DATA PROVIDED ▸
- - -

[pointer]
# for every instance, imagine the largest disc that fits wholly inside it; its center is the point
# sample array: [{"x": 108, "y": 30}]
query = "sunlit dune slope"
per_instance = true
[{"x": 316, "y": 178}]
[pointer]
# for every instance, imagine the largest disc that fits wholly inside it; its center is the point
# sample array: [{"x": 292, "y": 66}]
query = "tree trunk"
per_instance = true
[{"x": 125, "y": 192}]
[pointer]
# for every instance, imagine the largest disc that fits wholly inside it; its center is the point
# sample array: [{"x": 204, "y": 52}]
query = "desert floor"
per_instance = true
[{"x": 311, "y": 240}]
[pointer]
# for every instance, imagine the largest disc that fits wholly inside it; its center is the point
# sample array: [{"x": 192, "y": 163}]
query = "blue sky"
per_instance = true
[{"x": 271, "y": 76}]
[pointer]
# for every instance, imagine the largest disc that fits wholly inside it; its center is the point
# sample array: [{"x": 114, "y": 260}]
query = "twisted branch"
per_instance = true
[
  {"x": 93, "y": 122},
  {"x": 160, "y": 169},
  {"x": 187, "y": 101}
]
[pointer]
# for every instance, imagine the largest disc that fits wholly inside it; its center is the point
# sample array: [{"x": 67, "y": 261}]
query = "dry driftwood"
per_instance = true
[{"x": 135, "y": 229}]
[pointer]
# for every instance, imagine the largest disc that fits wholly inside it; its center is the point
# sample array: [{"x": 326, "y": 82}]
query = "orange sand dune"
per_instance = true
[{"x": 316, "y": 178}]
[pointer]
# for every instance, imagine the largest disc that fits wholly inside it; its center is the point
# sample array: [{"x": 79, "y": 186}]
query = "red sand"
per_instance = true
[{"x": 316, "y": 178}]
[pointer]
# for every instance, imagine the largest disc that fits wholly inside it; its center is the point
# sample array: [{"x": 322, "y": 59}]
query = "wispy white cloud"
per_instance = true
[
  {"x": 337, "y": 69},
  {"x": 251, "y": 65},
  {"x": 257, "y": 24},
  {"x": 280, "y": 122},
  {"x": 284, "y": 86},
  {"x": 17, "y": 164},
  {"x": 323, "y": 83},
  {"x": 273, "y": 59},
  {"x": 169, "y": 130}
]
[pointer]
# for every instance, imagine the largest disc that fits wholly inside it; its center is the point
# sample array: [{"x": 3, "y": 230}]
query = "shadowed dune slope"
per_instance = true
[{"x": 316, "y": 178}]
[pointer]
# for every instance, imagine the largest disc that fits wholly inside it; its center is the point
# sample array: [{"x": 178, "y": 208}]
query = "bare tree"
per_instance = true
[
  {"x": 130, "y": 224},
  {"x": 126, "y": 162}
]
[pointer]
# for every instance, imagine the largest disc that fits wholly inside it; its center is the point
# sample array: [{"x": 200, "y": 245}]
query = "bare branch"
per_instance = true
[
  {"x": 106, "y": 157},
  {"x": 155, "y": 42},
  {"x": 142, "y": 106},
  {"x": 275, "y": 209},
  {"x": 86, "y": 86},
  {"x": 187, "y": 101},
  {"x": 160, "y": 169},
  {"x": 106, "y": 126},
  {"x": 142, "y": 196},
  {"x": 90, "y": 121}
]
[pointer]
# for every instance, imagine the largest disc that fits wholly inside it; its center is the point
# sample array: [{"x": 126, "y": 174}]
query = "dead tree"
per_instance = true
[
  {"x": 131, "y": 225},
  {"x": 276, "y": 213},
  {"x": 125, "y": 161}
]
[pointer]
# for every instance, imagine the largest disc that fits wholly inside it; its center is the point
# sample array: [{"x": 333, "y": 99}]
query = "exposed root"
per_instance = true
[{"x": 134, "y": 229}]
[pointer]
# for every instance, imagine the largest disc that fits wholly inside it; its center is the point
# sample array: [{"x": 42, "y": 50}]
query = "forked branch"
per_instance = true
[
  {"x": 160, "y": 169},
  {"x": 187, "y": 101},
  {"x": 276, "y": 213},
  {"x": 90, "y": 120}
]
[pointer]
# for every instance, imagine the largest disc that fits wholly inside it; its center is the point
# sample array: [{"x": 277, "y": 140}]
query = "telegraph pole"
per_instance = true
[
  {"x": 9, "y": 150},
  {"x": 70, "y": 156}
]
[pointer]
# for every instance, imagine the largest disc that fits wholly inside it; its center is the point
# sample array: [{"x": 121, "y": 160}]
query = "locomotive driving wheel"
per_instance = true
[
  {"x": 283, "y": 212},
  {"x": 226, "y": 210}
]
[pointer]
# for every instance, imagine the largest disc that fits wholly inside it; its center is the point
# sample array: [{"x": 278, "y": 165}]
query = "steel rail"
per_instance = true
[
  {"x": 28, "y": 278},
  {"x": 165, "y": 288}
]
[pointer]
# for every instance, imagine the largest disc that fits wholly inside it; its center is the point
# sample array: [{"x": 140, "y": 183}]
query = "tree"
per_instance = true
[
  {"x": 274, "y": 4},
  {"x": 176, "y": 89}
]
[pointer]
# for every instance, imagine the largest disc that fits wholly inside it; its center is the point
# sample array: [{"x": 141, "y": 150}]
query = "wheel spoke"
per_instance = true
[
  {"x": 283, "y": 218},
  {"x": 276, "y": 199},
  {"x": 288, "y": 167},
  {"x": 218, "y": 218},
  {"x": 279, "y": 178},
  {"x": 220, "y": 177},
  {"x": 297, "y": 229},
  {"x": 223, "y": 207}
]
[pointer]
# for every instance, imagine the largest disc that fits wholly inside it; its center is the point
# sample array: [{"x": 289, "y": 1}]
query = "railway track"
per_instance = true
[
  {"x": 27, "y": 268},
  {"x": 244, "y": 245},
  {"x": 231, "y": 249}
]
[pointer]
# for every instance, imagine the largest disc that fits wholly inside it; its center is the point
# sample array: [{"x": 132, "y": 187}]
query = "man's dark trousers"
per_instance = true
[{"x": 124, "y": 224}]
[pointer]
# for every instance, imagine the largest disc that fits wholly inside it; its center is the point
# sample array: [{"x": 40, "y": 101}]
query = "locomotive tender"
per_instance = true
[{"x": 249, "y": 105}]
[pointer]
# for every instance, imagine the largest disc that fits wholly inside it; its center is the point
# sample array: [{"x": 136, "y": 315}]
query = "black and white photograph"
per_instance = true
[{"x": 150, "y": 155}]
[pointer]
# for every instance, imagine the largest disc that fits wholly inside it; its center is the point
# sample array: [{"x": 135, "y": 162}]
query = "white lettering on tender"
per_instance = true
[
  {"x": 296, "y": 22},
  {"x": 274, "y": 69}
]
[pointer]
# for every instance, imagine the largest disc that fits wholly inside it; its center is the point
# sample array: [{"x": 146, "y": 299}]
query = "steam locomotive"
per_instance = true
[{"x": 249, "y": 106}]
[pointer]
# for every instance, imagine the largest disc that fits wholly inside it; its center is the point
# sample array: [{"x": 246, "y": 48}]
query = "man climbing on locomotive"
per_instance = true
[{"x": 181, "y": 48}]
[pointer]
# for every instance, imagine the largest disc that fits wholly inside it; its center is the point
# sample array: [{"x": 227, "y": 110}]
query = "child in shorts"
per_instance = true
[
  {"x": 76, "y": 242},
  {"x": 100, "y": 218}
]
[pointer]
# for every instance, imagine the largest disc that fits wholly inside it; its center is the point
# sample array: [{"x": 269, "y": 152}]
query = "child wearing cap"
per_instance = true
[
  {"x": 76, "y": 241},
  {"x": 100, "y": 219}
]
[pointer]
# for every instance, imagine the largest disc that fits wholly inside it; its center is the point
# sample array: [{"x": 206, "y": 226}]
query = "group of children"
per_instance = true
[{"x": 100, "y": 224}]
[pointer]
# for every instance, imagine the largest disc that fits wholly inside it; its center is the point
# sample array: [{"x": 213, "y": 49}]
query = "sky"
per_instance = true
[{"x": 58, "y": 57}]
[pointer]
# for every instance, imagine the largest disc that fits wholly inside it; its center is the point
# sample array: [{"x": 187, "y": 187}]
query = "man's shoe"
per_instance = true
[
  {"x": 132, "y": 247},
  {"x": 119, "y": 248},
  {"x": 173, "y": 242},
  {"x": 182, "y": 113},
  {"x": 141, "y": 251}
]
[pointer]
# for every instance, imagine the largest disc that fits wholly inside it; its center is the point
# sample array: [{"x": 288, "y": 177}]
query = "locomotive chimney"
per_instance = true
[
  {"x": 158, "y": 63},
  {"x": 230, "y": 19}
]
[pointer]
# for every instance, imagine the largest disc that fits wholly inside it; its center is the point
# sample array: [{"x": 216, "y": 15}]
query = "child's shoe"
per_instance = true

- - -

TASK REQUIREMENTS ▸ How many lines of the records above contain the string "branch"? Reply with the number alone.

RESPONSE TO THE EXERCISE ▸ 3